This grain-free, refined sugar-free paleo coffee cake is a healthier alternative to classic coffee cake. Plus, it’s great for breakfast or brunch!

I started making this grain-free coffee cake out of a desperate need for a classic feel-good comforting treat without all the processed ingredients.
So, I swapped in coconut flour, arrowroot flour, and pure maple syrup, but still let that walnut topping sing. I may have silently done a little happy dance when I tasted it. Because this paleo coffee cake is actually good. Like, “I can’t believe this is healthy” good!
Whether you’re baking it for a weekend brunch, a cozy holiday morning, or as a random Tuesday pick-me-up, this Paleo Coffee Cake is the kind of treat that feels indulgent but leaves your body saying “thank you” instead of “why did I do that?”
Pair it with your favorite cup of coffee or tea, and you’ve officially nailed breakfast!
Ingredients for Paleo Coffee Cake
Here are all the ingredients you’ll need to whip up this delectable paleo coffee cake. You’ll find most of the specialty flours in health food stores, but I find most large grocery stores have them too!
Coconut Flour: The base of our cake is coconut flour! It’s light, slightly sweet, and gives this coffee cake its tender, delicate crumb. Bonus – it’s naturally gluten-free and fiber-packed!
Arrowroot Flour or Tapioca Starch: Helps the texture stay tender and springy. Arrowroot flour helps generate a light and airy texture, similar to coffee shop coffee cake.
Eggs: The glue that holds everything together and keeps the crumb moist. Six might sound like a lot, but trust me, it’s the secret to that dreamy texture.
Coconut Milk: Adds richness and a hint of creamy flavor. Plus, it keeps the cake extra moist.
Pure Maple Syrup: My natural sweetener of choice. It adds warmth and depth, but just enough sweetness to feel like a treat.
Grass-Fed Butter or Coconut Oil: Because sometimes a little extra indulgence is necessary! Adds flavor depth and so much richness to every bite.
Vanilla Extract: A little splash for that cozy, bakery-style scent. Oh, and it enhances the rest of the flavors too!
Baking Powder: The behind-the-scenes hero that gives our cake lift and an airy texture.
Apple Cider Vinegar: The subtle acidic magic that helps the cake rise and stay fluffy.
Cinnamon: That comforting spice that gives coffee cake its signature flavor. Don’t be shy here, as cinnamon is the heart of this recipe (the more, the better!).
Sea Salt: Because every good bake needs a touch of salt to balance the sweetness and bring out the flavors.
Ingredients for the Crumb Topping
Walnuts: Crunchy, toasty, and perfectly nutty. They’re the backbone of that irresistible crumble.
Grass-Fed Butter, Ghee, or Coconut Oil: Melds your topping together and makes it taste nice and rich.
Maple Syrup: Brings a caramel-like sweetness to the topping. Add some coconut sugar or brown sugar too for added sweetness.
Cinnamon: Because double cinnamon = double happiness, right? Well, at least in my household!

____

_Tasks to carry out_:
a: Translate this sentence from the paleo coffee cake recipe into Spanish: "Six might sound like a lot, but trust me, it's the secret to that dreamy texture."
b: In the paleo coffee cake recipe, which flour forms the base of the cake?
c: Continue the paleo coffee cake recipe text from its last line.

_Data excerpt_:

____

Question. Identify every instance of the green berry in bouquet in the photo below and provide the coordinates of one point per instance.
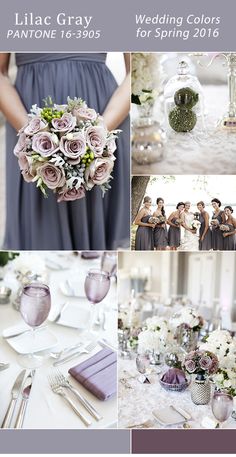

____

_Final answers_:
a: Seis pueden parecer muchos, pero créeme, es el secreto de esa textura de ensueño.

b: Coconut flour.

c:
Recipe Customizations
- Nut-free? Swap the walnuts for pumpkin or sunflower seeds. It’ll keep things crunchy but just have a slightly different flavor.
- If you’re feeling fancy, you can drizzle the cooled cake with a quick paleo icing made from coconut butter, maple syrup, and almond milk. Keto Chocolate Buttercream works too!
- Fancy a fruity twist? Fold chopped apples or blueberries right into the batter. Just make sure you like the flavor combo before you do.
- Add a pinch of nutmeg or cardamom for cozy holiday vibes.
- If you prefer olive oil or avocado oil over butter, feel free to make the swap.
- Prefer baking with almond flour over coconut flour? Make my Almond Flour Coffee Cake.
How to Make Paleo Coffee Cake
Preheat your oven to 350°F and lightly oil or butter an 8×8-inch baking dish.
Mix your dry ingredients in a large bowl (that’s the coconut flour, arrowroot flour, baking powder, and sea salt!).
In a separate bowl, beat together the eggs, coconut milk, maple syrup, milk, and butter until smooth.
Pour the wet ingredients into the dry, and stir until you have a thick, fluffy batter. Coconut flour soaks up liquid quickly, so that’s normal!

In a small bowl, mix together the ingredients for the walnut topping until it is well combined.

Spread half the cake batter into your prepared pan, sprinkle on half the crumble, then top with the remaining batter and finish with the rest of the crumble.

Pop it in the oven for 28 to 35 minutes, or until a toothpick inserted in the center comes out clean.
Cool completely before slicing (this is usually around 20 minutes). It firms up beautifully as it rests! Sprinkle or pour any toppings you like over the top as you see fit and enjoy.

Storage Options:
- Room Temperature: Cover the cake pan with plastic wrap and store on the counter for up to 3 days.
- Refrigerator: Transfer leftovers to an airtight container and refrigerate for up to 1 week.
- Freezer: Freeze leftover coffee cake in a freezer bag for up to 2 months.
Helpful Tips
- Don’t overmix! Coconut flour thickens fast, so just stir until smooth and let it be. Overmixing may make your cake a little dense.
- Line your pan with parchment paper. Trust me, it makes removing the cake (and cleaning up) a breeze.
- Let your paleo coffee cake cool to room temperature before slicing. It sets as it cools, and your patience will be rewarded with perfect slices!
- Reheat before serving. A quick warm-up brings back that just-baked magic.
And that’s it! If you follow a paleo diet, or if you love a wholesome treat, this simple recipe is here to serve.
I just can’t get enough of the soft spice, crumbly topping, and fluffy texture. So, grab yourself a warm slice and enjoy it with your morning coffee!
If you love baking homemade cakes, also try out these gems!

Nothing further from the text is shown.